### [Alıntı Metin]
İBRAHİM ÖZDEN KABOĞLU (İstanbul) - Bitiriyorum

Sayın Başkan.

Teklif, söz konusu düzenleme, haklarındaki idari yaptırım kararları iptal edilmiş aynı durumda olan kişiler açısından idari para cezalarının ödenmesi noktasında haklı bir neden olmaksızın ayrım yapmaktadır. Zira idari para cezasını ödememiş olandan para cezası tahsil edilmeyecekken idari para cezasını ödemiş olana ödenmiş ceza miktarının iade edilmeyeceği öngörülmüştür. Söz konusu düzenleme, Anayasa'nın hukuk devleti ilkesini öngören 2'nci maddesine ve kanun önünde eşitlik ilkesini öngören 10'uncu maddesine ve mülkiyet hakkını öngören 35'inci maddesine aykırıdır. Bununla yapılmak istenen bütçe formülü şöyle özetlenebilir.

### [Alıştırma Yönergesi]
Lütfen alıntı metnin "Teklif, söz konusu" sözcüklerini içeren yerinden başlayıp "formülü şöyle özetlenebilir." sözcüklerinden sonra biten kısmını harfi harfine geri verin.

### [Sağlanan Malzeme]
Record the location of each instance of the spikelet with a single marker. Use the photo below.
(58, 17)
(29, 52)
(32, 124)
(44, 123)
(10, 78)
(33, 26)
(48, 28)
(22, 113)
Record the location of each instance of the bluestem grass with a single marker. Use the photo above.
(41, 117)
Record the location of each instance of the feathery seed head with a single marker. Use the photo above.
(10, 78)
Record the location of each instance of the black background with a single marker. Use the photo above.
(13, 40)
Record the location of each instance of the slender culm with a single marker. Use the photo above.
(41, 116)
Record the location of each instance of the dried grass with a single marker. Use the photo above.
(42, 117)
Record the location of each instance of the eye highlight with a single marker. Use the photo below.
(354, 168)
--
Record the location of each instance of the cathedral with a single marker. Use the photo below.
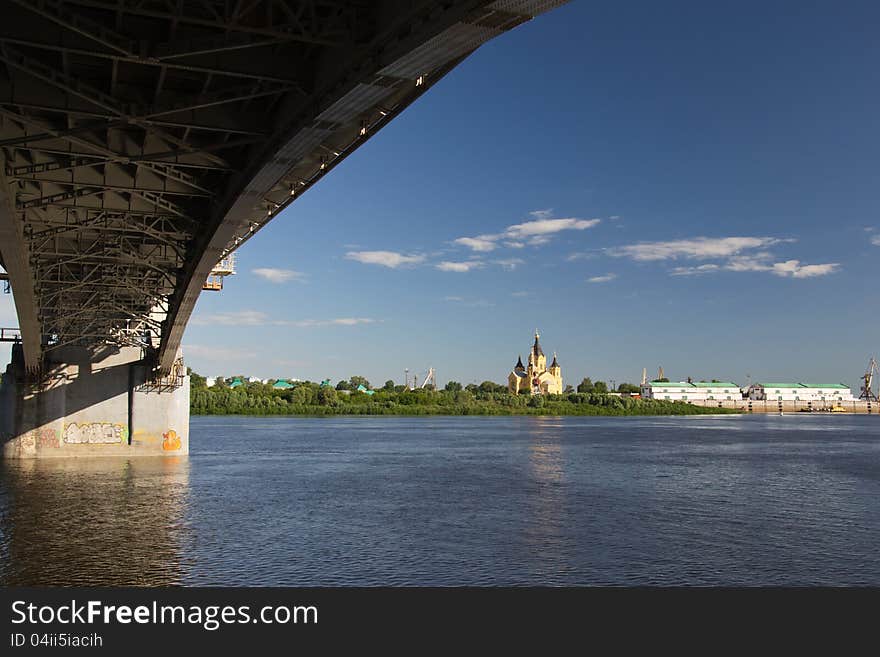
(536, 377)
* * *
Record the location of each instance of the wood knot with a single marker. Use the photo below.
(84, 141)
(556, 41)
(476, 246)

### [Görev Çözümü]
Teklif, söz konusu düzenleme, haklarındaki idari yaptırım kararları iptal edilmiş aynı durumda olan kişiler açısından idari para cezalarının ödenmesi noktasında haklı bir neden olmaksızın ayrım yapmaktadır. Zira idari para cezasını ödememiş olandan para cezası tahsil edilmeyecekken idari para cezasını ödemiş olana ödenmiş ceza miktarının iade edilmeyeceği öngörülmüştür. Söz konusu düzenleme, Anayasa'nın hukuk devleti ilkesini öngören 2'nci maddesine ve kanun önünde eşitlik ilkesini öngören 10'uncu maddesine ve mülkiyet hakkını öngören 35'inci maddesine aykırıdır. Bununla yapılmak istenen bütçe formülü şöyle özetlenebilir.